Source material below:

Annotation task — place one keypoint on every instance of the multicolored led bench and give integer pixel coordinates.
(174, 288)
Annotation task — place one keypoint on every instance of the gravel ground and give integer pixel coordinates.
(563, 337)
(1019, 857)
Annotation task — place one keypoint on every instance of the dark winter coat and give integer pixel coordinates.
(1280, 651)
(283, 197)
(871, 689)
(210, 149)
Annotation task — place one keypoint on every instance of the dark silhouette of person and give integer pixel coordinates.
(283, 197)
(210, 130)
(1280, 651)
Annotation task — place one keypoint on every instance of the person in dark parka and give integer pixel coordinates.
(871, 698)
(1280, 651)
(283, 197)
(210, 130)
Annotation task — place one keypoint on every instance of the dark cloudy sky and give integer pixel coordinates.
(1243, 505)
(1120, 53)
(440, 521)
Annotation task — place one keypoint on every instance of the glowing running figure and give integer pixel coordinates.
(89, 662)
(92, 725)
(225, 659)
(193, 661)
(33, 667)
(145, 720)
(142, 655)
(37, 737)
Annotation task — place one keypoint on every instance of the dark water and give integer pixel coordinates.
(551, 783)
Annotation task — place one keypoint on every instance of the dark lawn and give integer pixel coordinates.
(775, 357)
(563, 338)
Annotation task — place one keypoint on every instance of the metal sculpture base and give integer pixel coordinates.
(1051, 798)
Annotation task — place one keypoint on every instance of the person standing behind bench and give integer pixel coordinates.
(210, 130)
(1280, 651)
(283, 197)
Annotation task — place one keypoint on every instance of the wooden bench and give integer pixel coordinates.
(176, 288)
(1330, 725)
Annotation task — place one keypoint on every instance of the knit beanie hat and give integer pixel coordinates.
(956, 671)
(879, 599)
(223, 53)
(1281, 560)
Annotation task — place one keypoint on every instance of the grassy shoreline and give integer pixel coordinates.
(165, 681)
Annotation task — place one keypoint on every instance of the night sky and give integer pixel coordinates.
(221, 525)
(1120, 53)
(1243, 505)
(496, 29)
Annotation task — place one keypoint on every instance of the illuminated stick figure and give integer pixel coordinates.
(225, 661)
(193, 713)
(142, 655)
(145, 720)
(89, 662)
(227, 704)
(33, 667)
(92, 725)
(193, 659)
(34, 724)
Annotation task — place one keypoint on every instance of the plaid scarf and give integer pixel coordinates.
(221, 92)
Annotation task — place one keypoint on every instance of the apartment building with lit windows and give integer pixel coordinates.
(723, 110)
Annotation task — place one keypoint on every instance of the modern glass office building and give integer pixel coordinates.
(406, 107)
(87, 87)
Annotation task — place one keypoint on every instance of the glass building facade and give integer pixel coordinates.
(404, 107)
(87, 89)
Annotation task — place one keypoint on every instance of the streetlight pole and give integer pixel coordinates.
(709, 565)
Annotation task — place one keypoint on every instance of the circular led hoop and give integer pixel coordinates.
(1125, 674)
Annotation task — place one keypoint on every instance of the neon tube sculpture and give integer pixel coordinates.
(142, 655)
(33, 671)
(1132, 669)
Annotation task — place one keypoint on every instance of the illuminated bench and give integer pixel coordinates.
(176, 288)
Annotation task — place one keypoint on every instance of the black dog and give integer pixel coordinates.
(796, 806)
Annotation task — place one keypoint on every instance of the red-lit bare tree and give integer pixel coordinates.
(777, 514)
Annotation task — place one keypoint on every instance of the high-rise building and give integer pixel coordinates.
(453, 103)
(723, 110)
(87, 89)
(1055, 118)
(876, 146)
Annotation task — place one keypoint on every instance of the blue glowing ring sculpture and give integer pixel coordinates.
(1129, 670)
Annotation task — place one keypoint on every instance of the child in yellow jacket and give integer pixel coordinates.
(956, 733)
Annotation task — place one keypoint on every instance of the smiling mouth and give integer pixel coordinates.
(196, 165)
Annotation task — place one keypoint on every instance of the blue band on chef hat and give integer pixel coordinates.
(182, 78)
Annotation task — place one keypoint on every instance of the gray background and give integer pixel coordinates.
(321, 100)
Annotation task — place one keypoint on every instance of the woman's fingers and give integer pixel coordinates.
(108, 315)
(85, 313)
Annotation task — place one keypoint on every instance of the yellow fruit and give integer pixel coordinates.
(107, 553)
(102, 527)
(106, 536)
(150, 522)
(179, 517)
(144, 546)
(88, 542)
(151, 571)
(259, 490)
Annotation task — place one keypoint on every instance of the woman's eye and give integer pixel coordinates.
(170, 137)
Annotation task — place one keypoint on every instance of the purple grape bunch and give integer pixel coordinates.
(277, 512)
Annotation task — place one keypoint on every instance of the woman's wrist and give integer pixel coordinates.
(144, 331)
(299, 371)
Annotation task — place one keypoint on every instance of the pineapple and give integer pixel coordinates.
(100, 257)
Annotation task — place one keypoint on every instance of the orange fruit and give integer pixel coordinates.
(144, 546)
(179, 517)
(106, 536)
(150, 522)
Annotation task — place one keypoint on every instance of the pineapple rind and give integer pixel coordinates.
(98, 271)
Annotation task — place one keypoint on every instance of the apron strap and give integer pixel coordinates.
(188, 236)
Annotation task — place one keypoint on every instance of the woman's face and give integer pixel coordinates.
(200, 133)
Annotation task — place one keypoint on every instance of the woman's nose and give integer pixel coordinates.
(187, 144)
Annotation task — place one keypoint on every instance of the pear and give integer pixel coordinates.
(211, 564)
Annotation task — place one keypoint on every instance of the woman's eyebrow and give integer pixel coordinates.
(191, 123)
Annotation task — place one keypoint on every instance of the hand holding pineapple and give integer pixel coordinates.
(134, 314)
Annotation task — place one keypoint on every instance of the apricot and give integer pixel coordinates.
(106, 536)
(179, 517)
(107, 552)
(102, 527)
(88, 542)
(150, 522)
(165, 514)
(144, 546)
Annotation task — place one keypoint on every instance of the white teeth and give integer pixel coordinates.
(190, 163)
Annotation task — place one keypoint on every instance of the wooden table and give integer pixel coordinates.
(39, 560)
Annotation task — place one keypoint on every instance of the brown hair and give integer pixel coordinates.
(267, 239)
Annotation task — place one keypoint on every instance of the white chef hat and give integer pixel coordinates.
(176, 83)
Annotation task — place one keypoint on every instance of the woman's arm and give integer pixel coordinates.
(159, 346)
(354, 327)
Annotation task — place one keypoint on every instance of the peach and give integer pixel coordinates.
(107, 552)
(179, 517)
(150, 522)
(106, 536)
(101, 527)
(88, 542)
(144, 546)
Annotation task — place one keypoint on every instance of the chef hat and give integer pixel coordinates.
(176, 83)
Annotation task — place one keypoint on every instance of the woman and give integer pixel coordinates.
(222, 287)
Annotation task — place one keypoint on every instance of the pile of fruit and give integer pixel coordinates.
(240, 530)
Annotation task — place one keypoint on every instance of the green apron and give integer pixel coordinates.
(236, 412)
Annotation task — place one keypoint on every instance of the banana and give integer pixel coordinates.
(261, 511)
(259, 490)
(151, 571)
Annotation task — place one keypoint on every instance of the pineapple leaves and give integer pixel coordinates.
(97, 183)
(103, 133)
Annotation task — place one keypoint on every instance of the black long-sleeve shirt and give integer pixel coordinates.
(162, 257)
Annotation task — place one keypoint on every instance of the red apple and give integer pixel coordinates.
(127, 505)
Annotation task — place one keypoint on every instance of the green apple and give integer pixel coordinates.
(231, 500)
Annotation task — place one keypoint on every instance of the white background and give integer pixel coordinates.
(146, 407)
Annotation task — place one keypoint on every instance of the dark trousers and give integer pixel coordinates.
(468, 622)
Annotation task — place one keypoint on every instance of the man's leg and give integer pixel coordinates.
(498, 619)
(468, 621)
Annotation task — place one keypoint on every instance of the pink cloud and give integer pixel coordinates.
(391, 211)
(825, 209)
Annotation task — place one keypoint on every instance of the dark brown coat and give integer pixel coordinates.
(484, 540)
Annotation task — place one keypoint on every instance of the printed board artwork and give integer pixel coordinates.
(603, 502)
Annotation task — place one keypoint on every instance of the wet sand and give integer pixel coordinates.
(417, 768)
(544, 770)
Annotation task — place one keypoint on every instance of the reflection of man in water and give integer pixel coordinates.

End of Source material.

Exercise objective
The lines from the one containing "sand and give integer pixel coordinates." through the last line of the records are to be transcribed exactly, with nothing else added.

Solution to the exercise
Annotation task — place one keypoint on every instance of the wet sand and give integer pixel coordinates.
(417, 768)
(544, 770)
Annotation task — place one keypoint on every instance of the reflection of man in water and give integer pixel coordinates.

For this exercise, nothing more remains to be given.